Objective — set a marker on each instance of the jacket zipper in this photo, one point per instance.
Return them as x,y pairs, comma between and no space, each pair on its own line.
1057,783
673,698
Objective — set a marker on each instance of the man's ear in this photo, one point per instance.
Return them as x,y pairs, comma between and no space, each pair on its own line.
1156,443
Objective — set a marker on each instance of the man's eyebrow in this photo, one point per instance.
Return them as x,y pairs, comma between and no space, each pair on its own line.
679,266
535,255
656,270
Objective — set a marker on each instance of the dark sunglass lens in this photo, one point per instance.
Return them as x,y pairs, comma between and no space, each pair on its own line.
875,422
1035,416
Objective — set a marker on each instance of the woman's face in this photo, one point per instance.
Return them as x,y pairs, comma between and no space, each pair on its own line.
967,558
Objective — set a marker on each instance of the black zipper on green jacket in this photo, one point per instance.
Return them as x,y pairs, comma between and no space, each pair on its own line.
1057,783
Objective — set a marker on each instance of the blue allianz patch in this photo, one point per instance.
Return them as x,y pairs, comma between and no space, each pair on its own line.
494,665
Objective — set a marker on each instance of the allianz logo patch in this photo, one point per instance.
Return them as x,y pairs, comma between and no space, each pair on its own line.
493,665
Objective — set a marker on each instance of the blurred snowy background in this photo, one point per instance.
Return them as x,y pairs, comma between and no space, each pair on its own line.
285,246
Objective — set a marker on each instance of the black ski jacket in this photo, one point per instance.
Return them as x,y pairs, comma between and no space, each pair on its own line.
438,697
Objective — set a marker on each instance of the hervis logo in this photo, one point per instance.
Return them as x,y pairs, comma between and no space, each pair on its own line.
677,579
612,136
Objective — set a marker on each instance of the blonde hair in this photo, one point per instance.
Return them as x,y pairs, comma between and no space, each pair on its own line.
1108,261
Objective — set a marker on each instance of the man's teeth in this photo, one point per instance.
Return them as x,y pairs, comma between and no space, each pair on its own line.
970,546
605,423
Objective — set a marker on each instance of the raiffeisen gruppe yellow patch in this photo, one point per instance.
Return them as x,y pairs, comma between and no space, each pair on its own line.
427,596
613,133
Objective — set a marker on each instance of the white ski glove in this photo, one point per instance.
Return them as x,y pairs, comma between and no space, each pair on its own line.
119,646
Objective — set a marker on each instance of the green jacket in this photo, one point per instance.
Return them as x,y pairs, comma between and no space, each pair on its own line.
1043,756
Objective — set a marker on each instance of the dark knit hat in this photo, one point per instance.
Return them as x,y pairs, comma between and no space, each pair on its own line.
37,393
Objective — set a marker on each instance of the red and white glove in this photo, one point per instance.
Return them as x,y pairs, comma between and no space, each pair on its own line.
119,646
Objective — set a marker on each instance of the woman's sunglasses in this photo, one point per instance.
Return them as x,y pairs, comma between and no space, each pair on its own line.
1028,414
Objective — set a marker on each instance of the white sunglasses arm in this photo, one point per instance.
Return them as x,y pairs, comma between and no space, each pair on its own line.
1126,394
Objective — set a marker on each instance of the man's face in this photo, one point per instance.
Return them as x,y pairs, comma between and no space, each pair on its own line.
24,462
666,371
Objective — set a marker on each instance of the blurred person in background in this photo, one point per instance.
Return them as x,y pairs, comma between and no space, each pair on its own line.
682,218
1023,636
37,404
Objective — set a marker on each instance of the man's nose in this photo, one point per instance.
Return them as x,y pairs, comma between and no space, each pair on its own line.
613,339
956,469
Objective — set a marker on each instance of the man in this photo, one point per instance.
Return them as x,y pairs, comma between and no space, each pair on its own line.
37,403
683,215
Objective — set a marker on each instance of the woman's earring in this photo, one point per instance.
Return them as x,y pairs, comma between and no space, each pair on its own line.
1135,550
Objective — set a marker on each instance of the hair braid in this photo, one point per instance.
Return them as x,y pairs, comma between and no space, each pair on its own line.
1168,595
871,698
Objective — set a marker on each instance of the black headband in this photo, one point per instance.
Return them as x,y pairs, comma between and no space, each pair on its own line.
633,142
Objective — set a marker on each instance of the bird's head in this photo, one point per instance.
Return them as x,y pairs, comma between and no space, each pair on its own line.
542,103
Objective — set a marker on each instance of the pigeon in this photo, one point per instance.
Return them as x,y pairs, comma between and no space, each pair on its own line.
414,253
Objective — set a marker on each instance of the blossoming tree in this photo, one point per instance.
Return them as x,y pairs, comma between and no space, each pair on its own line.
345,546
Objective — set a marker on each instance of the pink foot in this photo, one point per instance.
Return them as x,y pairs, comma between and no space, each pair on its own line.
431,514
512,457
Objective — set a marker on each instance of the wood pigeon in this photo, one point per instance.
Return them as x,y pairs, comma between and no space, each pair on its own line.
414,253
:::
§ Problem: Could you give the data above again, exact in every line?

§ Task response:
Objective — set a marker on each instance of the jacket zipper in this photo, one point per instance.
Return them as x,y pairs, comma between and no space, each pair on its own line.
1057,783
673,698
Objective — set a marker on each instance of the man's ear in this photo, one point per instance.
Return them as x,y pairs, comma between and no space, each pair on its own line.
1156,443
Objective — set a marker on each instance of the man's eyebrow in this photo, one point per instance.
Return them as x,y pairs, comma between and no space, each pair on its own line.
679,266
535,255
656,270
Objective — set a marker on each instance of the dark sunglass lens in this photo, one point per instance.
Return them as x,y pairs, comma between and no space, each pair on its own line.
875,422
1035,416
Objective — set a marker on each instance of the woman's face in this photo, one point per instance.
Return them as x,y pairs, comma between and no space, each pair on its own line.
967,558
Objective — set a marker on each instance of the black zipper on green jacket in this photo, one point per instance.
Return them as x,y pairs, comma between and no space, each pair on its own line.
1057,783
Objective — set a marker on each instance of the blue allianz patch in this photo, one point per instance.
Return them as x,y pairs, comma between and no space, each pair on its own line.
494,665
Objective — set a marker on each instance of the allianz logo patch in this photo, one point per instance.
Return them as x,y pairs, comma between and no space, each pair on its own line.
493,665
Objective — set a marker on each instance of the blurred snowy background in this photo, one point per instance.
Return them as x,y pairs, comma between and no space, each pair on its own line.
285,246
Objective — set a marker on each instance of the black ski jacket in this photo, one point per instance.
Return them as x,y pairs, comma between and no space, each pair on its own line.
438,697
Objective — set a marker on each instance of the hervis logo in this photo, one point per instance.
Return them as x,y pairs, comma between and no space, each pair on its own line.
677,579
612,136
Objective — set a marker on each instance of the blonde hair in this photo, one point per instance.
Return them as x,y pairs, comma between and no space, each pair on its own line.
1108,261
Objective — set a marker on each instance of the man's teeth in this photo, one point per instance.
Return them as x,y pairs, comma between and no space, each pair on its own line.
970,546
605,423
Objective — set a marker on each instance of the raiffeisen gruppe yellow patch in this photo, one point per instance.
Return them as x,y pairs, comma between and no space, each pair on its own line.
427,596
613,133
Objective — set a marker on each instance of the white ski glove in this photo, one point per instance.
Return them as x,y pairs, comma between and no space, each pair on its own line.
119,646
Objective — set a marker on each instance of the green jacket in this photo, one point per instance.
Return them as x,y pairs, comma between and no space, each pair on its own line.
1043,756
Objective — set a marker on each instance of the dark knit hat in this photo, one point per instance.
Return them as x,y pairs, comma between and no space, each pair on its own line.
37,393
Objective — set a marker on each instance of the red and white glove in this photo, one point per instance.
Return them as x,y pairs, comma between and no space, each pair on its own line.
119,646
Objective — set a marker on each instance of the woman's sunglasses in this photo, one point per instance.
Return them as x,y pairs, comma between and no space, each pair on its own line.
1028,414
Objective — set a marker on each instance of the white sunglasses arm in this photo, one point per instance.
Return them as x,y pairs, comma between and no space, each pair on its own line.
1126,394
Objective — set a marker on each instance of the man's face in this photo, one point per instance.
Return them as x,y pairs, comma between and no space, each pair on its own line.
24,462
666,371
Objective — set a marker on each instance of the blurred person in background in this photo, one point per instance.
Return them as x,y pairs, comma between and no space, each pair on its own line.
682,218
1023,636
37,404
Objective — set a marker on each instance of the man's nose in this photo, one point per instance.
Return them as x,y pairs, comma between and no space, each pair on its own line.
613,339
956,469
Objective — set a marker on each instance of the man in this photo, one point per instance.
Return them as x,y pairs, comma between and no space, each pair on its own line.
37,403
683,215
Objective — set a marker on each instance of the woman's earring in this photo, one point per instance.
Return them as x,y pairs, comma between and no space, each pair on its own line.
1135,550
Objective — set a marker on each instance of the hair braid in this photo, one point per instance.
Return them as x,y pairs, comma between and no space, each pair on its own line.
1168,595
871,698
Objective — set a marker on each instance of the black headband in this photo, one point per instance.
Return them as x,y pairs, comma between and no space, each pair on its own line.
633,142
Objective — set a marker on each instance of the bird's head in this photo, one point per instance.
Return them as x,y pairs, comma between and no space, each pair on its own line.
542,103
Objective — set a marker on each instance of the pigeon in this photo, one point per instance.
Return them as x,y pairs, comma between and no space, each pair on its own line.
414,253
Objective — set a marker on each instance of the blossoming tree in this photo, one point per instance.
Return them as x,y pairs, comma between and no space, each pair on its own line.
345,546
Objective — set a marker on each instance of the pink foot in this photo, one point per instance.
Return them as x,y pairs, comma between and no space, each pair on its own line.
431,514
512,457
Objective — set a marker on each instance of the wood pigeon in this photo, one point per instance.
Return them as x,y pairs, comma between and no space, each pair on its own line.
414,253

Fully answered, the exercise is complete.